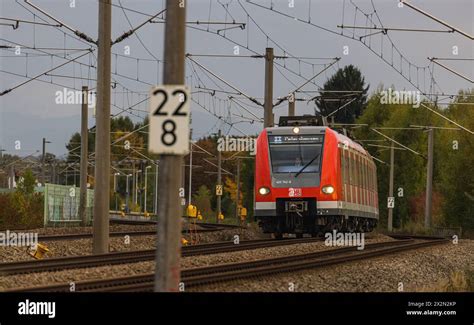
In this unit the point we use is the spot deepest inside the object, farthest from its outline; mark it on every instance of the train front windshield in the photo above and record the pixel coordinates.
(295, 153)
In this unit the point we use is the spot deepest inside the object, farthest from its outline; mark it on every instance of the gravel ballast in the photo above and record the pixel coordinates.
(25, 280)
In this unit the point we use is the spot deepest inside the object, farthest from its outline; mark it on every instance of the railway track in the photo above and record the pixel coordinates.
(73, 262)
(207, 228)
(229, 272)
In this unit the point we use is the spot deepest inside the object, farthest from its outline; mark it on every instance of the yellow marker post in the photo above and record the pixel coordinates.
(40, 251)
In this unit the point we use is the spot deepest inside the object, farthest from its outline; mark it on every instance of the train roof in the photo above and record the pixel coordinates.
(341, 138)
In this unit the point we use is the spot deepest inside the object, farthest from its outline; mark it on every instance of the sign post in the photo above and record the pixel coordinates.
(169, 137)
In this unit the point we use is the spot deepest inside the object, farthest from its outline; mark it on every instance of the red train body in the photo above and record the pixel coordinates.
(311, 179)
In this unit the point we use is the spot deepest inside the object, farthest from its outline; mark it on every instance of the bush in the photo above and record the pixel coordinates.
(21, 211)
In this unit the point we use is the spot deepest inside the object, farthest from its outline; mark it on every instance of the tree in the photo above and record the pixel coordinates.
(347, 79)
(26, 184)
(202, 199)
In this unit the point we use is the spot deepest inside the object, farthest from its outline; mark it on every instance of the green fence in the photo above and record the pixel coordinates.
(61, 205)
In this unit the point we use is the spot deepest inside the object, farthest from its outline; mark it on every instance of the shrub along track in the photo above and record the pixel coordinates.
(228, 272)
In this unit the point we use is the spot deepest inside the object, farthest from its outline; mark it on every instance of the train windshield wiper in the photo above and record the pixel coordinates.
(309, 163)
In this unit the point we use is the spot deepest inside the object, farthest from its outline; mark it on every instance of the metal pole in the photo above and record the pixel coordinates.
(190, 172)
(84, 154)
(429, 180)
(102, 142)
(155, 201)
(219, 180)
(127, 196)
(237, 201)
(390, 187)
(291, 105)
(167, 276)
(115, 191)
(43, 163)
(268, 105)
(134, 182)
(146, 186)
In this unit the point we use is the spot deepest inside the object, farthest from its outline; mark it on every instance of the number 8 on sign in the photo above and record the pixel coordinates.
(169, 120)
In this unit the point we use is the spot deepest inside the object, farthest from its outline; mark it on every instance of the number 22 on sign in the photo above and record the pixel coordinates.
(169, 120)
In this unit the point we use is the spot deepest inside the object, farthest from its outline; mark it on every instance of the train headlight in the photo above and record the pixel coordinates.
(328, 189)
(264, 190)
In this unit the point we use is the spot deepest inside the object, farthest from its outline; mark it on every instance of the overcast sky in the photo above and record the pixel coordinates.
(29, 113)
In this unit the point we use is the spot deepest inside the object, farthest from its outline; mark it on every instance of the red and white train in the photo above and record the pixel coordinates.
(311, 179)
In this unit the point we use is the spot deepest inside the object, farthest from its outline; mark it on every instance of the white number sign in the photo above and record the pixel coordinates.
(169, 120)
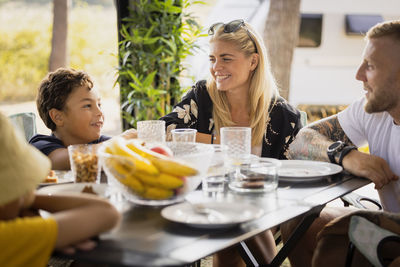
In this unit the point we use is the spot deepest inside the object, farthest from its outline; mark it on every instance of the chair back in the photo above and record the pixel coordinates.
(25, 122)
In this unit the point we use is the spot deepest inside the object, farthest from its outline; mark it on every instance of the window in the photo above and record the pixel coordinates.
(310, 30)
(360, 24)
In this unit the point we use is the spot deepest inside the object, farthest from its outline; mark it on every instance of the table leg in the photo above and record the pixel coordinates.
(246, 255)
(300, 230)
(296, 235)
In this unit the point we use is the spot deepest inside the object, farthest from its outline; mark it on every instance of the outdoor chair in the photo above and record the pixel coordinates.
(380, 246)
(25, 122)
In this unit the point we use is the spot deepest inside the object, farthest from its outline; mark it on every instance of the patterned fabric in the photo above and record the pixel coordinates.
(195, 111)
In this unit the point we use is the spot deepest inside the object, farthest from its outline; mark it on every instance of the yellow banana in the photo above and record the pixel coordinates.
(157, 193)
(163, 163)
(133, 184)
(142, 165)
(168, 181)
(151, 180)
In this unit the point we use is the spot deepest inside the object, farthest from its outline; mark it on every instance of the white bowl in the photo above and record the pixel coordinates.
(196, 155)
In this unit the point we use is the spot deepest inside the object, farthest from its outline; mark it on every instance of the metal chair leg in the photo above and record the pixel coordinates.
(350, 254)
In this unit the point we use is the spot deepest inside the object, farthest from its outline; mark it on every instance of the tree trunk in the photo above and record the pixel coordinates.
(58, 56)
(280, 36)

*Your objective:*
Repeat the entries word for word and skip the pictures.

*Task response:*
In this unit the point we use is the spot deepest inside the object, farthest from its outline; mark it on every instance of the train front windshield in the photo above and record the pixel coordinates.
(295, 153)
In this unit the point we use is the spot deepest inside the object, farthest from its outline; mark it on every instance of the gravel ballast in the photo above and record the pixel coordinates.
(25, 280)
In this unit the point we use is the spot deepest inside the object, farthest from its outline; mark it on every instance of the railway track in the photo above and record the pixel coordinates.
(73, 262)
(207, 228)
(229, 272)
In this unit the point we use is the spot deepest inside the object, farthest from its outline; mark it on every instance of the yellow marker post in the photo above and record the pixel coordinates.
(40, 251)
In this unit the point we use is the spot deepest inside the object, farthest from its outline; mark it on every instance of the train roof in the photo above and record the pixel coordinates.
(341, 138)
In this unit the point we use is the spot deepest inside the object, farthest from its outline; mark it on every instance of the sign post in the photo above and record the pixel coordinates.
(169, 137)
In this unit the point we use is the spot deepest inside the object, farthest from its outline; mark it on every instance of the red train body in the photo above and record the pixel coordinates.
(311, 179)
In this unit the point we use is the spot deepest inside the object, farthest from its outline; mark it on every instance of the bush in the photo above and record the pixel coordinates.
(21, 211)
In this unit the point we use is the spot deepest inside the object, farthest from its outline; mark it on every instance of the tree in the photo above and record the pixel coordinates.
(347, 79)
(26, 184)
(202, 199)
In this unit the point we use is the spot deepest inside the object, farthest from its outline; mark it on every instance of the green fence in the photo above and record the pixel coordinates.
(61, 205)
In this unit the point we use is the spot deepest inside the object, farthest from its outline; mark it on every instance of the shrub along track in the photo above and record the pixel coordinates.
(228, 272)
In this unit the point we use is the spot deepest inside the object, farthest from its outline; mark it on every instance of the train windshield wiper in the photo above and record the pixel coordinates.
(309, 163)
In this unit the point we use is the spot deepest inside the object, farthest from its outline; mark it on every instance of the metal pole in the photo above and record the pixel coordinates.
(190, 172)
(84, 154)
(429, 180)
(102, 142)
(155, 201)
(219, 180)
(127, 196)
(237, 201)
(390, 187)
(291, 105)
(167, 276)
(115, 191)
(43, 163)
(268, 105)
(134, 182)
(146, 186)
In this unit the point we use is the spot deepest inside the object, farthest from its outline; mark it on every instance of the number 8 on sign in the photo above and record the pixel coordinates.
(169, 120)
In this unit the point we use is the spot deepest inside the object, farthest from its outline; mark it on every instance of the number 22 on sign in the photo above and record the pixel coordinates.
(169, 120)
In this unit the point we use is the spot deepest inside the object, farthest from its outline; mark it on every instance of the train headlight in the photo above and record the pixel coordinates.
(328, 189)
(264, 190)
In this unit the point we use is the spot deepest inside the object, farthest from its outline; mark it on every instance of the overcast sky in the photo above and record the pixel coordinates.
(29, 113)
In this unit the point we use is the spot deepest inside the object, farthest from its outline; mark it on every instance of the red and white train in the photo above and record the pixel coordinates.
(311, 179)
In this unit the point we use is the spot deepest inside the object, farthest from its outline; mark it on every instance of the white number sign in the photo above and record the pixel coordinates.
(169, 120)
In this unit the point we use is the spot deepest inside the object, farthest from its outline; mark it on every instance of the chair back in the photo above and record the pixel coordinates.
(25, 122)
In this unit the point we use is the spot deepest inside the object, farthest from its outline; mark it on every instance of the window in the photo above and record the pixel coordinates.
(310, 30)
(360, 24)
In this unit the point we use is the spot deepest inside the object, farthest from its outline; mark it on every instance of the table leg in the photo above and record the pixel coordinates.
(246, 255)
(300, 230)
(296, 235)
In this unit the point we use is the spot deepest inside the object, farthest from its outline; mark it on every instance of the outdoor chair in the photo above and record the pixel coordinates.
(380, 246)
(25, 122)
In this unit the point we use is the spot deepest inside the object, farthest from its outline; mark it on every instance of the patterned fabric in the photo above and record the pixel coordinates.
(195, 111)
In this unit the point we use is the spot deepest inside the object, farthest from its outline; mark it on every instance of the yellow banana in the photo above and record the pixel coordinates.
(157, 193)
(163, 163)
(133, 184)
(142, 165)
(168, 181)
(151, 180)
In this unit the point we use is the spot deepest inside the object, farthest from its outline; mark it on every instance of the white bowl in the photo above and record the pixel coordinates.
(196, 155)
In this unit the point we use is the spot deepest inside the object, farthest from its outline; mark it on every instance of the metal chair leg in the photo above and record the pixel coordinates.
(350, 254)
In this unit the point we use is the spot deepest inside the object, farthest from its outline; mark it on every instance of the tree trunk in the photo above and record the pixel coordinates.
(58, 56)
(280, 36)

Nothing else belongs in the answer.